Esta primera discrepancia de Baeza con Pinochet (superada como se verá más tarde, pero no por muchos años) obligó a todos los actores del drama a postergar por muchas horas la subida del telón sobre la muerte de Allende. Incluso uno de los hasta entonces más populares locutores de la TV, César Antonio Santis contaría más tarde cómo, desde el cuartel de la Primera Compañía de Bomberos de Santiago (de la que era y es voluntario) veían incendiarse La Moneda sin que les dieran la autorización para acercarse.
Obviamente los golpistas estaban desarrollando, nerviosamente, las conversaciones que les permitirían ponerse de acuerdo en una versión, más o menos común, del “suicidio” de Allende.
Eugene M. Propper, fiscal norteamericano en el llamado “Caso Letelier”, logró establecer en 1980 que el autor material de los disparos sobre el cuerpo tambaleante del presidente Allende fue el teniente ayudante del general Palacios, Rene Riveros, quien años más tarde aparecería implicado en el asesinato en Washington del ex canciller socialista de Chile, Orlando Letelier. Riveros, que para su misión en Washington usó un pasaporte falso de nombre de Juan Williams Rose (ver Interviú n.° 127, de octubre de 1978), era el día del golpe el oficial de órdenes del general Palacios y en una publicación interna del Ejército de Tierra contaría, meses después, que al llegar a la planta superior, en la que más tarde harían aparecer el cuerpo de Allende, “un emboscado disparó sobre el general, hiriéndole en una mano”.
Al abatir al defensor del palacio presidencial, los soldados corrieron hacia el salón desde el cual habían salido los disparos, encontrándose con el cuerpo, malherido, de Allende:
—¡Mi general! —gritó un soldado—. ¡Es el Presidente!
—¡En este país ya no hay más Presidente! —gritó Riveros, al tiempo que descerrajaba una ráfaga de su FAL sobre el cuerpo caído del mandatario.
Este pasaje; sin embargo, es descrito así por el fiscal Propper y su asociado Taylo Branch en el libro “Laberinto”, que juntos escribieron tras investigar la trama del asesinato de Letelier: “Tras consultar por radio con Pinochet, que se encontraba en su puesto de mando, Baeza ordena que las fuerzas de élite del Regimiento de Infantería realicen un nuevo asalto [al palacio de la Moneda], apoyados por ocho tanques Sherman.
“Fuerzas de Infantería entran en La Moneda. Pequeños grupos suben escaleras arriba, a través del humo, cubriéndose con el fuego de sus armas. Un rubio teniente chileno. Rene Riveros, se encuentra, repentinamente, enFrentándose a un civil armado, ataviado con un jersey de cuello alto. Riveros vacía medio cargador de su arma en el cuerpo del Presidente de Chile, matándole al instante, con una hilera de heridas que van de la ingle a la garganta.”
==================================================
INSTRUCCIONES DE TRABAJO:
a: Devuelve sin cambios el fragmento del texto de estudio que va entre "Este pasaje; sin" y "ocho tanques Sherman.", ambos incluidos.
b: Responde brevemente a estas preguntas según el texto de estudio:
(i) ¿Desde dónde veía César Antonio Santis incendiarse La Moneda?
(ii) ¿Qué nombre figuraba en el pasaporte falso que usó Riveros para su misión en Washington?
(iii) ¿Cuántos tanques Sherman apoyaron el nuevo asalto ordenado por Baeza, según "Laberinto"?
==================================================
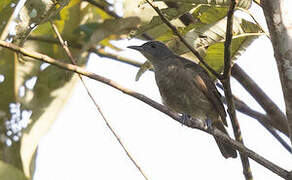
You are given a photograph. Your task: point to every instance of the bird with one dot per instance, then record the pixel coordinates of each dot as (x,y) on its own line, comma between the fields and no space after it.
(186,88)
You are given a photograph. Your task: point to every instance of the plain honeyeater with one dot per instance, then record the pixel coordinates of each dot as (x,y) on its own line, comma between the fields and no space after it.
(186,88)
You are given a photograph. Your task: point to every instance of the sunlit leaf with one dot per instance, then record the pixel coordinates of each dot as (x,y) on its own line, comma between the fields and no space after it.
(147,65)
(8,172)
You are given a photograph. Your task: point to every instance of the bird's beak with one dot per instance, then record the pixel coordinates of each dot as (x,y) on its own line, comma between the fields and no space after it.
(138,48)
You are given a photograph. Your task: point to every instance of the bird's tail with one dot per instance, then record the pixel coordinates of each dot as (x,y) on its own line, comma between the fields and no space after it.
(226,150)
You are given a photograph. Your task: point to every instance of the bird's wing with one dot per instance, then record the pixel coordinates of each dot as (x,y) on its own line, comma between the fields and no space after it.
(203,81)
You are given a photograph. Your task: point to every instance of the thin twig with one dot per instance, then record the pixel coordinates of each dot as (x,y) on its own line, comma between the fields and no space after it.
(239,75)
(228,92)
(73,61)
(193,123)
(175,31)
(278,119)
(263,119)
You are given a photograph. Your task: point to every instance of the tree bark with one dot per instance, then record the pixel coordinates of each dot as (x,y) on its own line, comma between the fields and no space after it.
(279,21)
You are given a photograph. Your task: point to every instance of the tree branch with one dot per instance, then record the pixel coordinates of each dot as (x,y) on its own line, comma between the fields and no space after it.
(261,118)
(228,92)
(279,21)
(73,61)
(242,108)
(175,31)
(278,119)
(193,123)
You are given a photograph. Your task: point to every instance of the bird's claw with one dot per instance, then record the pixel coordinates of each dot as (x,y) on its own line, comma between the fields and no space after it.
(184,118)
(209,124)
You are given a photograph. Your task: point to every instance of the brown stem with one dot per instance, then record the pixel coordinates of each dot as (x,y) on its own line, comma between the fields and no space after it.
(73,61)
(265,120)
(175,31)
(103,7)
(193,123)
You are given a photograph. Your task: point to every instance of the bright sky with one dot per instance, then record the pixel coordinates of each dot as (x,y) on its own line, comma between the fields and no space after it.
(80,146)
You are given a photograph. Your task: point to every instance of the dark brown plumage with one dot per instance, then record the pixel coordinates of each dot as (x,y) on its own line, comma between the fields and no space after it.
(186,88)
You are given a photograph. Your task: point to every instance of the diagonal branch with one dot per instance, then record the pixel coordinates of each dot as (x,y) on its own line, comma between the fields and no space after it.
(279,21)
(228,92)
(278,119)
(73,61)
(264,119)
(175,31)
(193,123)
(103,7)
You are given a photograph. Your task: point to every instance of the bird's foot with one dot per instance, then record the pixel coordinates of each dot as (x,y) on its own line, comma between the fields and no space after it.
(209,124)
(184,117)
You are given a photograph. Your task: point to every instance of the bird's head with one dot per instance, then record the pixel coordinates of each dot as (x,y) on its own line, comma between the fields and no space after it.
(154,51)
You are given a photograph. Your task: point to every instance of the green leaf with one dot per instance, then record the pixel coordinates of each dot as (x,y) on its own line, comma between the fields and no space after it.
(9,154)
(110,28)
(215,53)
(53,85)
(8,172)
(147,65)
(6,9)
(156,27)
(34,13)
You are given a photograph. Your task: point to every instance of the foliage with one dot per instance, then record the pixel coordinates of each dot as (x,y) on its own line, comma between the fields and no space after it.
(33,93)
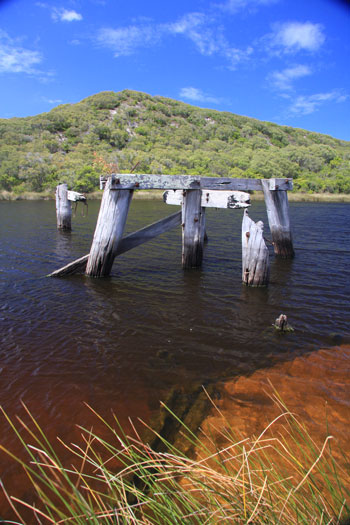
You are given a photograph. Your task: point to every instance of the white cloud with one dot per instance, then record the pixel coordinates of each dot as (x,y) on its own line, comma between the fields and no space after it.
(284,79)
(191,93)
(126,40)
(65,15)
(200,29)
(305,105)
(52,101)
(16,59)
(195,27)
(233,6)
(297,36)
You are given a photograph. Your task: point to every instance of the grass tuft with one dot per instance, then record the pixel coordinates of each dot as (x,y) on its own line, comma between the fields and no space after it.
(280,477)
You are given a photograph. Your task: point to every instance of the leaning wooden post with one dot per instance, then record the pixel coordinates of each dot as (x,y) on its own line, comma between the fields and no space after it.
(193,229)
(278,216)
(255,254)
(63,208)
(109,230)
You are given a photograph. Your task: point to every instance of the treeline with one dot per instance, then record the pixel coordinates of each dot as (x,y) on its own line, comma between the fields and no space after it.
(109,132)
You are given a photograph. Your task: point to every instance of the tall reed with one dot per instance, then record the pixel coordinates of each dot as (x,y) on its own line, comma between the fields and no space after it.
(271,479)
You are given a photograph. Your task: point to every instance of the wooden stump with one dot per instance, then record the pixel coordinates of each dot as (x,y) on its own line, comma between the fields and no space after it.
(279,222)
(193,229)
(255,255)
(63,208)
(109,230)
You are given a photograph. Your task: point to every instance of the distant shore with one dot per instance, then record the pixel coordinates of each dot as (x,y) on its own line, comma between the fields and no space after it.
(157,195)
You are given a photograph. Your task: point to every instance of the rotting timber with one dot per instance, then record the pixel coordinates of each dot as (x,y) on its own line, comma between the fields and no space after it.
(193,194)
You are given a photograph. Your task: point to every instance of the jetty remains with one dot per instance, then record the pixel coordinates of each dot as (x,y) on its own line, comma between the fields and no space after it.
(194,194)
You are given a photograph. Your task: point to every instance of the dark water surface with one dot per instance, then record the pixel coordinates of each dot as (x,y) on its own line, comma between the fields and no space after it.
(124,342)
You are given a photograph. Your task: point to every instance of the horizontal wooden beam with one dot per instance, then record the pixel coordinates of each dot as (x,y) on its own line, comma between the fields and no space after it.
(212,198)
(127,181)
(74,196)
(127,243)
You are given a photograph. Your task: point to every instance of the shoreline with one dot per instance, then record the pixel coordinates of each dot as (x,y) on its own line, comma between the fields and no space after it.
(158,195)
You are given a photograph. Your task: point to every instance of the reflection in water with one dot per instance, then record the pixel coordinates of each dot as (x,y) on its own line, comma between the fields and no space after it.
(315,387)
(125,342)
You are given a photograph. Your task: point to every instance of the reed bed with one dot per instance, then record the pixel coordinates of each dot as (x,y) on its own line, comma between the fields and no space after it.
(284,478)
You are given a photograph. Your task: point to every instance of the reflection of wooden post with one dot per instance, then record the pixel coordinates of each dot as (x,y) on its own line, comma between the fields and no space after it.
(63,208)
(109,230)
(193,229)
(255,255)
(279,222)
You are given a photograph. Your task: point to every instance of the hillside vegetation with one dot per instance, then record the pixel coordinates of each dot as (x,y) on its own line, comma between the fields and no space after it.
(75,143)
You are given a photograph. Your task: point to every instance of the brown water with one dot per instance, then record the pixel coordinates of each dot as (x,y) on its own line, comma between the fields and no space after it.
(123,343)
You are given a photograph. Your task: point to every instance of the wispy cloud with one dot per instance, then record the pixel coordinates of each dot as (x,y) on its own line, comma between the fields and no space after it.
(127,40)
(200,29)
(305,105)
(196,27)
(52,101)
(283,80)
(65,15)
(292,37)
(197,95)
(233,6)
(16,59)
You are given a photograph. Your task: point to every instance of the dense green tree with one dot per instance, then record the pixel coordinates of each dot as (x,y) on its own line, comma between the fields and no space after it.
(162,136)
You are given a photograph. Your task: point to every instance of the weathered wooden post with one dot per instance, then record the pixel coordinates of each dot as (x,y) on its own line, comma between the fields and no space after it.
(63,208)
(193,229)
(109,229)
(278,215)
(255,254)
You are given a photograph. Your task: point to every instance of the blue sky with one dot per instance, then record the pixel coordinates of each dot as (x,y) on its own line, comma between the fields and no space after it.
(284,61)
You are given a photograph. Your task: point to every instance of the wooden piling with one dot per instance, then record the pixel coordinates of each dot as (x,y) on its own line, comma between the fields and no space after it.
(127,243)
(109,230)
(193,229)
(63,208)
(255,254)
(278,215)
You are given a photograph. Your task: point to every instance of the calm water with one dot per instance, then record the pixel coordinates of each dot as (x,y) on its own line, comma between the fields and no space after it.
(124,342)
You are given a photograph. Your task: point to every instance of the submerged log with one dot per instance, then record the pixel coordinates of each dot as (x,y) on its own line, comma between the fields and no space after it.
(279,222)
(127,243)
(281,324)
(63,208)
(193,229)
(109,230)
(255,254)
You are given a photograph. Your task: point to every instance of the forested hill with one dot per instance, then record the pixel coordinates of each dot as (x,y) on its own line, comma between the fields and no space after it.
(111,131)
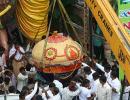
==================================================
RESPUESTAS EN ORDEN:
a:
Este pasaje; sin embargo, es descrito así por el fiscal Propper y su asociado Taylo Branch en el libro “Laberinto”, que juntos escribieron tras investigar la trama del asesinato de Letelier: “Tras consultar por radio con Pinochet, que se encontraba en su puesto de mando, Baeza ordena que las fuerzas de élite del Regimiento de Infantería realicen un nuevo asalto [al palacio de la Moneda], apoyados por ocho tanques Sherman.

b:
(i) Desde el cuartel de la Primera Compañía de Bomberos de Santiago.
(ii) Juan Williams Rose.
(iii) Ocho.